4. Règles déontologiques spécifiques

  • Interdiction stricte de tout compérage (entente illicite) ou de publicité déloyale.
  • Transparence vis-à-vis des clients sur la politique de tarifs et sur le niveau de compétences des intervenants.
  • Obligation d’information et de respect du consentement éclairé des clients.

Cette architecture réglementaire vise à préserver l’intérêt du client comme l’image de la profession, tout en préservant la liberté de pratique propre au statut libéral.

Avantages et réalités du quotidien : entre liberté, responsabilités et contraintes

La réalité du vétérinaire libéral oscille entre un haut degré d’autonomie, parfois porteur de sens – choix de la patientèle, des horaires, des investissements, des orientations médicales – et des responsabilités lourdes : responsabilité juridique, pression fiscale, gestion administrative, charges d’équipement, continuité des soins…

Quelques données donnent la mesure de ce défi :

  • En 2021, le revenu médian net annuel des vétérinaires libéraux avoisinait 36 300€ (source : étude SNVEL), mais la dispersion est très forte selon la région et le secteur d’activité. Le quart le mieux rémunéré dépasse les 55 000€, tandis que 15 % déclarent moins de 20 000€.

Travail demandé:
[1] Répondez à ces questions sur l'extrait à lire :
(a) Qu'est-ce qui est strictement interdit par les règles déontologiques spécifiques ?
(b) Selon l'étude SNVEL, à combien s'élevait environ le revenu médian net annuel des vétérinaires libéraux en 2021 ?
(c) Quelle part des vétérinaires libéraux déclare moins de 20 000 € ?
[2] Recopiez fidèlement le passage de l'extrait à lire qui va de « La réalité du » jusqu'à « moins de 20 000€. » inclus.

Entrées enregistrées
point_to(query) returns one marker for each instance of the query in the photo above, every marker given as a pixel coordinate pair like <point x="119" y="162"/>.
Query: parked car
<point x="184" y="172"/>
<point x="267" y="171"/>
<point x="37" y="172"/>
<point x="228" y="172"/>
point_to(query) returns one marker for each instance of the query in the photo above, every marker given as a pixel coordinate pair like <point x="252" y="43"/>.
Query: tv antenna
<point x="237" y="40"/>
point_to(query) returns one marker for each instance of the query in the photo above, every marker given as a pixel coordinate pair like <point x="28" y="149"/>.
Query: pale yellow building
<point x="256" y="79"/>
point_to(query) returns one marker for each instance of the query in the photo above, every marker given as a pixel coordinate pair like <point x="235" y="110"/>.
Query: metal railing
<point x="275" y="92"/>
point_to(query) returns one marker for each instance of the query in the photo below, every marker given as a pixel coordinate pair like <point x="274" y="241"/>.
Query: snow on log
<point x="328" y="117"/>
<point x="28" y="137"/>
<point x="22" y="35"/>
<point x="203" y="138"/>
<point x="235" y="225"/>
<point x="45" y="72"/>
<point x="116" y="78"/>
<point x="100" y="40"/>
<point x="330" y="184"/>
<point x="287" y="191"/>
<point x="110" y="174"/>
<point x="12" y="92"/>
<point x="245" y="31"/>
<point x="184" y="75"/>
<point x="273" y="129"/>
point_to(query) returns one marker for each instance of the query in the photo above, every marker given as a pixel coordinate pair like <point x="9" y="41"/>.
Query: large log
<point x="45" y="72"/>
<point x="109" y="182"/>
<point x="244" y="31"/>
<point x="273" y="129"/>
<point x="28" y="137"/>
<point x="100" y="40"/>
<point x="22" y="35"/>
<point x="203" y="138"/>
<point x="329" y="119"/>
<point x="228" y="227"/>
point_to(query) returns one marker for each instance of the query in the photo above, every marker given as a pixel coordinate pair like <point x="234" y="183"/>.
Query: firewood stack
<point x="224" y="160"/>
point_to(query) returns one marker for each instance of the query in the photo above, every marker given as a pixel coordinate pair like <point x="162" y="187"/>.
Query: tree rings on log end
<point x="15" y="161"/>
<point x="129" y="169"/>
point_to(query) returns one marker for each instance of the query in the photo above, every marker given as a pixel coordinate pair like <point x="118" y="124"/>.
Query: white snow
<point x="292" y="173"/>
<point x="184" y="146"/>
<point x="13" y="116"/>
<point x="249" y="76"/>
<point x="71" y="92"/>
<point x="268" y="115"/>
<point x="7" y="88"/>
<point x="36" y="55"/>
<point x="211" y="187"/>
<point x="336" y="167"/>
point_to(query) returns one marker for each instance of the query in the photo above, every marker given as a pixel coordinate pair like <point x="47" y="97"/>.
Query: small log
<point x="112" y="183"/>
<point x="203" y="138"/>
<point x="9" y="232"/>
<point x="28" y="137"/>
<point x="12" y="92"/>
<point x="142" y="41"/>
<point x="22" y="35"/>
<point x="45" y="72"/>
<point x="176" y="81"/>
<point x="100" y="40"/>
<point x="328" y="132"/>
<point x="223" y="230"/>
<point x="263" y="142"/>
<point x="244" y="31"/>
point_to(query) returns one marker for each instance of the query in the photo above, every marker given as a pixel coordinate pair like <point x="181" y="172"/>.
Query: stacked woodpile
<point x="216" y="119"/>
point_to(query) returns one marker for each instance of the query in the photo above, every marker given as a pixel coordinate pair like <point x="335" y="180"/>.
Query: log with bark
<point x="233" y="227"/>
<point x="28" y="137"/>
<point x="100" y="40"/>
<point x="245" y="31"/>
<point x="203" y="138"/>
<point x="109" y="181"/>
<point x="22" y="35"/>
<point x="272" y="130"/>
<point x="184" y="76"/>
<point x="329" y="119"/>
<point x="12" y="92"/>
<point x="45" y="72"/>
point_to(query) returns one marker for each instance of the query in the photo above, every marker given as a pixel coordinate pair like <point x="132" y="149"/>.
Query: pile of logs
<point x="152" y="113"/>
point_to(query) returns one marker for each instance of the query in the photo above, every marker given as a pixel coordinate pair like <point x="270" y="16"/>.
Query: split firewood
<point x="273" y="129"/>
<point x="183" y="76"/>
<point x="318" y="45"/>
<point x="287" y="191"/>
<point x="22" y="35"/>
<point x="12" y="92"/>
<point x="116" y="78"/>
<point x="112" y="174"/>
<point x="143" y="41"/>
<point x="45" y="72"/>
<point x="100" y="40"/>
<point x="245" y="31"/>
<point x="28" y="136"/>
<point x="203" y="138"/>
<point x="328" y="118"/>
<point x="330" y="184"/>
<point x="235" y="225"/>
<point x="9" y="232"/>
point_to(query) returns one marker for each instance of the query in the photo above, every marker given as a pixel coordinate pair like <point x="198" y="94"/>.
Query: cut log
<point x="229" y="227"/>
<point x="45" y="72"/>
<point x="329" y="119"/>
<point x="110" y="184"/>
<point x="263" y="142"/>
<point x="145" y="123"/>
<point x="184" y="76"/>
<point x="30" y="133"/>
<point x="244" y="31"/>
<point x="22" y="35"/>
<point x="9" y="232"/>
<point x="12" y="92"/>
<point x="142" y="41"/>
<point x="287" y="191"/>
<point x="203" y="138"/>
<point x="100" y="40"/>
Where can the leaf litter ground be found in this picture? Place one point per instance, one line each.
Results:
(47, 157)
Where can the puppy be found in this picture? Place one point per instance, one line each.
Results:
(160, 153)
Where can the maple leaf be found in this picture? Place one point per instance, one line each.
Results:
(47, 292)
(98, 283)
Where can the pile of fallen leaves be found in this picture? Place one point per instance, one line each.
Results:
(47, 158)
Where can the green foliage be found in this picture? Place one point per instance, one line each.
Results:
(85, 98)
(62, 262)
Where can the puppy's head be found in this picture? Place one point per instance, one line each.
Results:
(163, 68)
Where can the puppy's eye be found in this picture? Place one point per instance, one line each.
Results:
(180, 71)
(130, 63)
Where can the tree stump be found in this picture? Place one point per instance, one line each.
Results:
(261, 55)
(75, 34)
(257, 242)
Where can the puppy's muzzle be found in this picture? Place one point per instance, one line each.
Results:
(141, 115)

Réponses attendues:
[1]
(a) Tout compérage (entente illicite) ou publicité déloyale.
(b) Environ 36 300 €.
(c) 15 %.

[2]
La réalité du vétérinaire libéral oscille entre un haut degré d’autonomie, parfois porteur de sens – choix de la patientèle, des horaires, des investissements, des orientations médicales – et des responsabilités lourdes : responsabilité juridique, pression fiscale, gestion administrative, charges d’équipement, continuité des soins…

Quelques données donnent la mesure de ce défi :

  • En 2021, le revenu médian net annuel des vétérinaires libéraux avoisinait 36 300€ (source : étude SNVEL), mais la dispersion est très forte selon la région et le secteur d’activité. Le quart le mieux rémunéré dépasse les 55 000€, tandis que 15 % déclarent moins de 20 000€.